| Direction A |
According to the bug#63225 message, on what date and at what time was it sent?
| Direction B |
Extend the bug#63225 message on char table-based matching, starting right after its last line.

| Document segment |
[Start]
[Date Prev][Date Next][Thread Prev][Thread Next][Date Index][Thread Index]
bug#63225: Using char table-based finite-state machines as a replacement
From: |
Ihor Radchenko |
Subject: |
bug#63225: Using char table-based finite-state machines as a replacement for re-search-forward (was: bug#63225: Compiling regexp patterns (and REGEXP_CACHE_SIZE in search.c)) |
Date: |
Tue, 09 May 2023 08:36:25 +0000 |
Mattias Engdegård <mattias.engdegard@gmail.com> writes:
>> (I now start thinking that it might be more efficient to create a bunch
>> or char tables and step over them to match "regexp", just like any
>> finite automaton would)
>
> I wish elisp were fast enough that we could do that in general.
I tried the following simple implementation for searching via char
tables:
(defun yant/make-char-re (string)
"Create a regexp matching STRING using char tables.
[End]
Dataset rows about object locations
[Start]
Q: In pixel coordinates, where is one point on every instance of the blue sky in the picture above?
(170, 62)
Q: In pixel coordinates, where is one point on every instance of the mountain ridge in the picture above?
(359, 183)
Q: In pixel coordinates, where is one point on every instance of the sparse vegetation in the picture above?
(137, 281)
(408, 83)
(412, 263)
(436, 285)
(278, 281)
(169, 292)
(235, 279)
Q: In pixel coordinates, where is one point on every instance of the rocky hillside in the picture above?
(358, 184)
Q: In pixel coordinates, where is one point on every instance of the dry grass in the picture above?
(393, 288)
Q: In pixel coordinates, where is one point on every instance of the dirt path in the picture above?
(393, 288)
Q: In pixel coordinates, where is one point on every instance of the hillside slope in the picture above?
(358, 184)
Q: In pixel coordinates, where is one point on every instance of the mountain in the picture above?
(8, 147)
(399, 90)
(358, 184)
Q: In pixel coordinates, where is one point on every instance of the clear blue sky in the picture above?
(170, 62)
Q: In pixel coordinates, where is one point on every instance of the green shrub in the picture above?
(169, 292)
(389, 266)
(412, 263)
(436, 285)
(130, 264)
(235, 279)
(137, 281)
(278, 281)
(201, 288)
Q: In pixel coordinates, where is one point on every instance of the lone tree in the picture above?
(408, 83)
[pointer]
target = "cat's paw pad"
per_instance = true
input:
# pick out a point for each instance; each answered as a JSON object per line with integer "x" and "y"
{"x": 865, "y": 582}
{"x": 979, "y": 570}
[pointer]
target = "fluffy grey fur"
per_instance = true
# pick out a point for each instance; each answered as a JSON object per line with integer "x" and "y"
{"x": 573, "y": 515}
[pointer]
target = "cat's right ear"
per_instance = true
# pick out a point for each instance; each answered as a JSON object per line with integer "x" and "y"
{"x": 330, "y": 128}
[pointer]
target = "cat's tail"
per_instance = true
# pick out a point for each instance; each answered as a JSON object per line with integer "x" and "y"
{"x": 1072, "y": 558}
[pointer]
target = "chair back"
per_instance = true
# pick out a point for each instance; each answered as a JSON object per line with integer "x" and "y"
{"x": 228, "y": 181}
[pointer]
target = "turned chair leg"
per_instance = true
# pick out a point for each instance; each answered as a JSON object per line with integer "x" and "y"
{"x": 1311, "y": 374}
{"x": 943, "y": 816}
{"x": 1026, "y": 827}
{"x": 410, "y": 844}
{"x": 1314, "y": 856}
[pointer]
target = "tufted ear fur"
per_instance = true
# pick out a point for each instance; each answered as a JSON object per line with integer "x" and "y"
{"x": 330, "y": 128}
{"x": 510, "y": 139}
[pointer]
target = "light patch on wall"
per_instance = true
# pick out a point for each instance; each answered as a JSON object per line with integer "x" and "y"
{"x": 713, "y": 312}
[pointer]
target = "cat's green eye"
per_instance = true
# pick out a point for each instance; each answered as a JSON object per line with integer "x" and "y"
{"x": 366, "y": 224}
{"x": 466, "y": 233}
[End]
| Task result A |
Tue, 09 May 2023 08:36:25 +0000

| Task result B |
Return entry char table. The values are either char tables or return value for
terminals. This is a dumb version not trying to account for substring cycles."
(let (root (table (make-char-table 'regexp-table)) (idx 0))
(setq root table)
(set-char-table-range root t root)
(seq-map
(lambda (char)
(let ((next-table (make-char-table 'regexp-table root)))
(aset table char next-table)
(setq table next-table)))
string)
(set-char-table-range table t t)
root))
(defun yant/search-forward (regexp-table)
"Move point after next string matching REGEXP-TABLE."
(let ((pos (point-marker)))
(while (and (< pos (point-max))
(char-table-p
(setq regexp-table
(aref regexp-table (char-after pos))))
(move-marker pos (1+ pos))))
(unless (char-table-p regexp-table) (goto-char pos))))
DEFUN ("auto-search-forward", Fauto_search_forward, Sauto_search_forward, 1, 1,
0,
doc: /* Search forward using CHAR-TABLE. (WIP) */)
(Lisp_Object table)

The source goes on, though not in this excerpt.